(TASK)
Answer these questions from the passage on the discovery of the neutron.
(a) Which science journal did Chadwick write to within two weeks of his discovery?
(b) What did Chadwick believe the neutron was made of?
(c) For what achievement did Frederic and Irene Joliot-Curie receive the 1935 Nobel Prize in Chemistry?

(Beginning of TEXT FOR ANALYSIS)

The protons behaved in exactly the manner they ought to if they had been hit by electrically neutral particles with a mass similar to the proton. Chadwick had discovered the neutron.
Within two weeks he had written to the prestigious science journal Nature to announce the Possible Existence of a Neutron.
Chadwick did not think he had discovered a new elementary particle. He believed the neutron was a complex particle consisting of a proton and an electron. The German physicist Werner Heisenberg showed that the neutron could not be an electron-proton pair, and was actually a new elementary particle.
In 1935, James Chadwick received the Nobel Prize in Physics for his discovery of the neutron.
And what of the Joliot-Curies? If only they had interpreted their results correctly, they might have discovered the neutron themselves. In fact, Frederic and Irene Joliot-Curie also received a Nobel Prize in 1935, for chemistry: they were the first people to create new, synthetic, radioactive elements.

(End of TEXT FOR ANALYSIS)
(Beginning of DATA)

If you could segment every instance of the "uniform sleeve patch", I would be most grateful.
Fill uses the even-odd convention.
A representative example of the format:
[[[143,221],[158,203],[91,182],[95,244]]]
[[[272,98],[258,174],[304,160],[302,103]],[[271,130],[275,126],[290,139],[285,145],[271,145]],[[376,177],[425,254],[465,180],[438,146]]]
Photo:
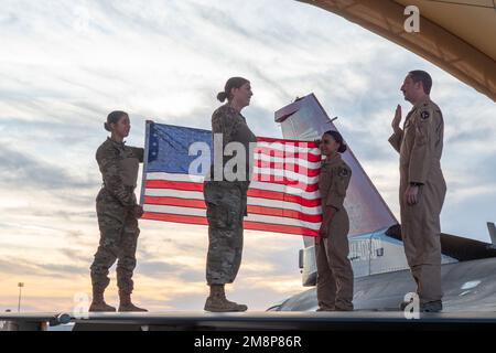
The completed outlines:
[[[348,176],[348,170],[347,169],[345,169],[345,168],[342,168],[341,170],[339,170],[339,176]]]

(End of DATA)

(SOLUTION TO THIS EXERCISE)
(a) Nature.
(b) A proton and an electron.
(c) They were the first people to create new, synthetic, radioactive elements.